# TASK TO CARRY OUT
Reproduce, word for word, the lines that open with the one containing "For each <instance>" and close with the one containing "box: [0, 5, 296, 164]", both included, and nothing else.

# DATA SECTION

--------------------------------------------------

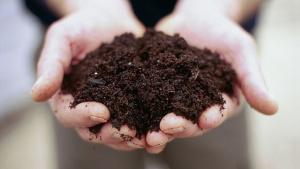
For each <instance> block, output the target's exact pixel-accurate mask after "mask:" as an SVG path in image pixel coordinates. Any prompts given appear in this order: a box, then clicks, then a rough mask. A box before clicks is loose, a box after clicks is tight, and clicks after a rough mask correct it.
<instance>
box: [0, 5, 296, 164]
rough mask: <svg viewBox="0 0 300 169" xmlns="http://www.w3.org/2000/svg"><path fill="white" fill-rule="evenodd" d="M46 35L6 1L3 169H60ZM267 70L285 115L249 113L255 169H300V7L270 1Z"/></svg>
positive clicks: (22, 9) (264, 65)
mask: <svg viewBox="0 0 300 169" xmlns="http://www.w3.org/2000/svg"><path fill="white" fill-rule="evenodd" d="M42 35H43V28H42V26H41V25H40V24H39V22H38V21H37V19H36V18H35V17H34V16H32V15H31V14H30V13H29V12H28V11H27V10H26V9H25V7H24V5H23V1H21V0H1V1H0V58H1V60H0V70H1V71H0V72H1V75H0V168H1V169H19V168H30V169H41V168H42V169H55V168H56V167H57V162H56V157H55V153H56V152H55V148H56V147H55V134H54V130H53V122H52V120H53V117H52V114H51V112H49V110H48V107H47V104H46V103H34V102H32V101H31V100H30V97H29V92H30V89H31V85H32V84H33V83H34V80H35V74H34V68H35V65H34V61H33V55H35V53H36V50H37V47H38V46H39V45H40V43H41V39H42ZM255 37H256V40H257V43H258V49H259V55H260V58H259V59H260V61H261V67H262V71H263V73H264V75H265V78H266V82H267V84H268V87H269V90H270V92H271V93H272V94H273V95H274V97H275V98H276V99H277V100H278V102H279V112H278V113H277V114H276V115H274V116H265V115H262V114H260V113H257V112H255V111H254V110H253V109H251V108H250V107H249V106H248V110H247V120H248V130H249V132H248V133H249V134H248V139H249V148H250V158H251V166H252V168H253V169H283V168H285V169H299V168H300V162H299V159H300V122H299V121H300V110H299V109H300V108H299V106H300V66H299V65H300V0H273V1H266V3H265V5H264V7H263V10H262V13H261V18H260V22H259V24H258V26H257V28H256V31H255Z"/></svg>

--------------------------------------------------

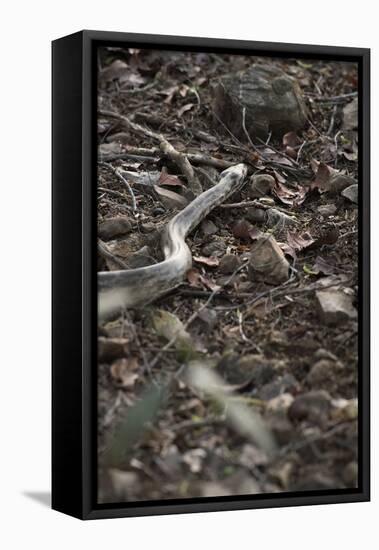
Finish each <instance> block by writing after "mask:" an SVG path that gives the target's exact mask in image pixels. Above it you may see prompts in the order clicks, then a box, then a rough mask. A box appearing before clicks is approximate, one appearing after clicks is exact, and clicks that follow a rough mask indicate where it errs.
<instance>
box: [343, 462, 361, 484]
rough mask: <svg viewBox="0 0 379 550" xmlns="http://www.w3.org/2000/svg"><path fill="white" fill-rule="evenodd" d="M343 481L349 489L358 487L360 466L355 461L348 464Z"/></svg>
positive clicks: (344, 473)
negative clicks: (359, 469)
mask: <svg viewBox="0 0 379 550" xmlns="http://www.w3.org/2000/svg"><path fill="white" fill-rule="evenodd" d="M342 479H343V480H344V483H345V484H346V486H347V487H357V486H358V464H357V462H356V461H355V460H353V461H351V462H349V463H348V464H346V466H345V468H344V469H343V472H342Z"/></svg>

--------------------------------------------------

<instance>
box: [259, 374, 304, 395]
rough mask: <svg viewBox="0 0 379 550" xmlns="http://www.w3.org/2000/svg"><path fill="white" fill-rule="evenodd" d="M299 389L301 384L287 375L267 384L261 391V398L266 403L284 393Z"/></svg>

--------------------------------------------------

# THE ANSWER
For each <instance> block, output the target's exact pixel-accurate mask after "mask:" as an SVG path in image pixel coordinates. Any prompts given appear in this order: a box, then clicks, then a rough mask. A box before clicks is loose, a box after clicks is tight, and clicks after a rough mask correct it.
<instance>
box: [0, 5, 296, 164]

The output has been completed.